(Named object pointing entries)
================
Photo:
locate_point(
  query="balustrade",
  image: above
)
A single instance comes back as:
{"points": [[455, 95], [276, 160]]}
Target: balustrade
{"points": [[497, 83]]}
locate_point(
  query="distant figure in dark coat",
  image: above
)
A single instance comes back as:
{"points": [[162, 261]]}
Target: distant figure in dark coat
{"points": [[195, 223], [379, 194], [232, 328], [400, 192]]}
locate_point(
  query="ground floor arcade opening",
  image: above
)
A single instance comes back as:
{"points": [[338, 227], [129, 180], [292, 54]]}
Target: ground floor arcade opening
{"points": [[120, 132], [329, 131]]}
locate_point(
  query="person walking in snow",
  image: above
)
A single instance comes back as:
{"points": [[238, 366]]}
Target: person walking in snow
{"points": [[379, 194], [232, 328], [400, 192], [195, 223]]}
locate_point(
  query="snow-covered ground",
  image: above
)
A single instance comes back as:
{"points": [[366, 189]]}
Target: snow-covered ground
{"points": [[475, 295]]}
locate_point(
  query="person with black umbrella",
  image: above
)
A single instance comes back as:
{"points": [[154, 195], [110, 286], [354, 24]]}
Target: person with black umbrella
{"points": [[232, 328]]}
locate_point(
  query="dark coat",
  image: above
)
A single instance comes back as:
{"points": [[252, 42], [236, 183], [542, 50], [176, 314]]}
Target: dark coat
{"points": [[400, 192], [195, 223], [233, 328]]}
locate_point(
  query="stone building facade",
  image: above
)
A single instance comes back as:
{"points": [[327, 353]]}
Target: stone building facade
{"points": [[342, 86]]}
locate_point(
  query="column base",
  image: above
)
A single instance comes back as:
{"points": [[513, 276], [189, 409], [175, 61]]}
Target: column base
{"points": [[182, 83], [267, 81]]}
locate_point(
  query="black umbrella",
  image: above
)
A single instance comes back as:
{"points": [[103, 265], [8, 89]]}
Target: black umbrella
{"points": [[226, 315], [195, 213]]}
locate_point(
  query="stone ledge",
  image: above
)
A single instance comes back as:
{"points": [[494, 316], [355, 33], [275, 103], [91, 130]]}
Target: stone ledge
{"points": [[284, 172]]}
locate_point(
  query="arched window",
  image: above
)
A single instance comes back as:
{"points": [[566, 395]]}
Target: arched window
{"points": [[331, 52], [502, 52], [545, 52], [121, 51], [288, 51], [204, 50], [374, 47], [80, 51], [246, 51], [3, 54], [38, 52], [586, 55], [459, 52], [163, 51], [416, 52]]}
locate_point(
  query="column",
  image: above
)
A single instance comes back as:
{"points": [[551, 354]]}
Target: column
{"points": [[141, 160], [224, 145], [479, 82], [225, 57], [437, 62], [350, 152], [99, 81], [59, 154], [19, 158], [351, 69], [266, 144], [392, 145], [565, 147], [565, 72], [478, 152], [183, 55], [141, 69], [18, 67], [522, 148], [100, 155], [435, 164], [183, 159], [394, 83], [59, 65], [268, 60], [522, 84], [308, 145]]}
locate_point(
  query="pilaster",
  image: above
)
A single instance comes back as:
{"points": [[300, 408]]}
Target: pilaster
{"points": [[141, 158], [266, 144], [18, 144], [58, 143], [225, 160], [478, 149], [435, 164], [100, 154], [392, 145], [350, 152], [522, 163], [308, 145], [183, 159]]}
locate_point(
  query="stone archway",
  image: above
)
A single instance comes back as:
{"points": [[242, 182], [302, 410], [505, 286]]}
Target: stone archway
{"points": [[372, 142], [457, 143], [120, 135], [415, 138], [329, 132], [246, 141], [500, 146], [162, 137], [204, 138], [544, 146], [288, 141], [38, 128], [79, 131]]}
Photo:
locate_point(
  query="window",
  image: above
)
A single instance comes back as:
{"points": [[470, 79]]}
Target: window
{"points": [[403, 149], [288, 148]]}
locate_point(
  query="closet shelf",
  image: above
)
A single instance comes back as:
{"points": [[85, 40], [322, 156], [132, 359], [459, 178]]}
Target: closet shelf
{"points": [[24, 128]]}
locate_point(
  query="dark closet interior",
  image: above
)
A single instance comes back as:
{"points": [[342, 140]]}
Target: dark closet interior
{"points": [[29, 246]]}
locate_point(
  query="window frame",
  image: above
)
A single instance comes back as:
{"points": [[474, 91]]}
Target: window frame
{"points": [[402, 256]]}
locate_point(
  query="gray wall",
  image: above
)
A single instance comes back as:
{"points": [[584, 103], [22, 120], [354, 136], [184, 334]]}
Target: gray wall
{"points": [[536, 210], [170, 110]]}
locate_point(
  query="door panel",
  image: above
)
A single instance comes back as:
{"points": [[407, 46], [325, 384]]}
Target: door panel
================
- [Stated goal]:
Count how many lines of the records above contain the string "ledge". Reply with the number alone.

- [Result below]:
2